[Referring expression data]
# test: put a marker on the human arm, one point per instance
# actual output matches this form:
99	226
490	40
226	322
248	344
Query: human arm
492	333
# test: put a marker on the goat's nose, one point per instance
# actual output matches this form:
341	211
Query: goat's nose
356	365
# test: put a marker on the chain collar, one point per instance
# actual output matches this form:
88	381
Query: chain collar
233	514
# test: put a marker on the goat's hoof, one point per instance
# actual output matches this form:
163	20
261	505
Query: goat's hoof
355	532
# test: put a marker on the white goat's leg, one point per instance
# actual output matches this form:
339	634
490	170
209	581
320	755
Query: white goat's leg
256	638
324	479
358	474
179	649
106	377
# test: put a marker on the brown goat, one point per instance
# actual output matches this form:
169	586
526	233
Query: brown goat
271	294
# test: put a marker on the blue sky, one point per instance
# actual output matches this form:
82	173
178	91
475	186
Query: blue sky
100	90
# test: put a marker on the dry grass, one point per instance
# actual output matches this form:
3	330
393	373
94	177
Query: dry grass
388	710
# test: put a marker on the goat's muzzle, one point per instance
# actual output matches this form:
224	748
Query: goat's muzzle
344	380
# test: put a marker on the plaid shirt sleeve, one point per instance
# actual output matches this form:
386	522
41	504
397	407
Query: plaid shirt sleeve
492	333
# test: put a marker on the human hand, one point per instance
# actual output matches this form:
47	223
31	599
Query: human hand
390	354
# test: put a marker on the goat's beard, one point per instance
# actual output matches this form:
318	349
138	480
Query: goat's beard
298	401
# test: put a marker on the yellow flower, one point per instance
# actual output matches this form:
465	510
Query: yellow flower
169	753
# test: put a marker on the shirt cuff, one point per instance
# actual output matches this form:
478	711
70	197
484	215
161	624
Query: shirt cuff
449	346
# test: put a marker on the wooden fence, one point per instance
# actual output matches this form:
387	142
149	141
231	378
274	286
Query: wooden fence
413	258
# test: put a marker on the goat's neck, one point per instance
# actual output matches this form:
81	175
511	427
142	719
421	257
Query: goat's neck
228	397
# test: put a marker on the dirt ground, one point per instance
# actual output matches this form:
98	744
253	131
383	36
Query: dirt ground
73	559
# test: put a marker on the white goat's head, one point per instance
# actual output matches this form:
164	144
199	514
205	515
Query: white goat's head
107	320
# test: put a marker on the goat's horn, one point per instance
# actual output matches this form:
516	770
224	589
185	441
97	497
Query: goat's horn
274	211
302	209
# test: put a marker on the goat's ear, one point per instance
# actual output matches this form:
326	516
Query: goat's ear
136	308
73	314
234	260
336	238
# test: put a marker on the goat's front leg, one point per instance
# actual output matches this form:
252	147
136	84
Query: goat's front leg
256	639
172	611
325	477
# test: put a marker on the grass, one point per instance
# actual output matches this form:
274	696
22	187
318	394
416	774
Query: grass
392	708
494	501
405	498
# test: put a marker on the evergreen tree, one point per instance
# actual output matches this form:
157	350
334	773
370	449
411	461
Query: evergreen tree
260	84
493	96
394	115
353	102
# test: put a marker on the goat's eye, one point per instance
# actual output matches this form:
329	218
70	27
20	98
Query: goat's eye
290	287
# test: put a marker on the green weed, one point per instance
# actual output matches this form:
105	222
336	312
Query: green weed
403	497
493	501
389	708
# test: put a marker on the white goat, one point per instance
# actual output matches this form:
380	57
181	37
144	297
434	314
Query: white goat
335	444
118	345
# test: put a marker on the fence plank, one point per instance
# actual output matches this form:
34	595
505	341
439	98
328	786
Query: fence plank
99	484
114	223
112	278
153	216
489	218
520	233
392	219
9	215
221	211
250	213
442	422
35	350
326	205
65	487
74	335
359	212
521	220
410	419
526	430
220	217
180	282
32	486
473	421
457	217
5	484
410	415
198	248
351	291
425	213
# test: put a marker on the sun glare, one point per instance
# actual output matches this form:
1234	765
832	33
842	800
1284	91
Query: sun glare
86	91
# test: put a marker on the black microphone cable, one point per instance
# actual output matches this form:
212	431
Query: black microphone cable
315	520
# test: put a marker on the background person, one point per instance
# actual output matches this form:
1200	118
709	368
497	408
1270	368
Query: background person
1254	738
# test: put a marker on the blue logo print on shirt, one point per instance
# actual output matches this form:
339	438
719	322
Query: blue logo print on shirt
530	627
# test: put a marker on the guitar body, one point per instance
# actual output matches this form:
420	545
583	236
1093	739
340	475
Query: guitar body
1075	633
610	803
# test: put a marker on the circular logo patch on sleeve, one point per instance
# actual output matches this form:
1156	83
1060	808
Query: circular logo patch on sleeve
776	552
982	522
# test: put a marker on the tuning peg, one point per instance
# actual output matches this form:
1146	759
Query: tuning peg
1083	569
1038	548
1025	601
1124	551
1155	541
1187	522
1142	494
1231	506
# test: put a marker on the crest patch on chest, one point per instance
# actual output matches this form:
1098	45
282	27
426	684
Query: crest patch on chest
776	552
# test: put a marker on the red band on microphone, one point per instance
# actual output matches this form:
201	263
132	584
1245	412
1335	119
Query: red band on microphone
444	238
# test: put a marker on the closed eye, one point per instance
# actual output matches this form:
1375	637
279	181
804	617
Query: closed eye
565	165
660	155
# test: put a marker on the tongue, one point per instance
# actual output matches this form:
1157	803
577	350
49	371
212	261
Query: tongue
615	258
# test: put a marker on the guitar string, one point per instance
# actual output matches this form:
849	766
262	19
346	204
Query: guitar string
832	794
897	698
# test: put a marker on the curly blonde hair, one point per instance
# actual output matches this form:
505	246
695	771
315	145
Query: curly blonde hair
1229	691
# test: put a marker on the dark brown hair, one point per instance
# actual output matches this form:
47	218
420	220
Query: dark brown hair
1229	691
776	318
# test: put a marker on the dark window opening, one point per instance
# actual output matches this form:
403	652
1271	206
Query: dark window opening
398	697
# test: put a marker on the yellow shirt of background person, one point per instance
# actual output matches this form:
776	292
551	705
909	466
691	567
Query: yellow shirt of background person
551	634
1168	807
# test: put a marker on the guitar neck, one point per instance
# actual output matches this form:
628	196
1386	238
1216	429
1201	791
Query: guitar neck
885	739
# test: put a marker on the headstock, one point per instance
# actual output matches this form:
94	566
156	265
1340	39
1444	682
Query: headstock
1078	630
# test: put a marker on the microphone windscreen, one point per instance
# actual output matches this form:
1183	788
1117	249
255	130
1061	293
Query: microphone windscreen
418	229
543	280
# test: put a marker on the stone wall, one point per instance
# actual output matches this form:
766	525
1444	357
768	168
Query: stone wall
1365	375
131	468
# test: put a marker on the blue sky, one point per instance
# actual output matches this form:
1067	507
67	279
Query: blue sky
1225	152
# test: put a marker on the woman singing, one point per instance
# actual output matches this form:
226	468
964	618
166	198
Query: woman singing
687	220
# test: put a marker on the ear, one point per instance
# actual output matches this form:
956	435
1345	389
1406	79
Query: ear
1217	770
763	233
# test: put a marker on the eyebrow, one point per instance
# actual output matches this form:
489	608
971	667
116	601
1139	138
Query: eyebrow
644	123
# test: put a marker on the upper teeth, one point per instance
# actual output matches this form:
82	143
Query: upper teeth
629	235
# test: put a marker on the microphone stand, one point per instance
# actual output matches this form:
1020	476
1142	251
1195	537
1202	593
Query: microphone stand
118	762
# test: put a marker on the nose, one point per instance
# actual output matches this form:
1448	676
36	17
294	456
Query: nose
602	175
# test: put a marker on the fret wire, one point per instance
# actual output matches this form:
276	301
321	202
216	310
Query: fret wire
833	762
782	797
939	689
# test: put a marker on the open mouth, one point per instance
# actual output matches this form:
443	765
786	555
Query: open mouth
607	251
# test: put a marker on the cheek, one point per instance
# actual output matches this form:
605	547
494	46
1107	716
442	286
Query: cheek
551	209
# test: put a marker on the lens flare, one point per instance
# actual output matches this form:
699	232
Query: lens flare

## [Task description]
What lines in the data above carry "lens"? Return them all.

## [Answer below]
# test: put a marker on the lens flare, one point per instance
Query: lens flare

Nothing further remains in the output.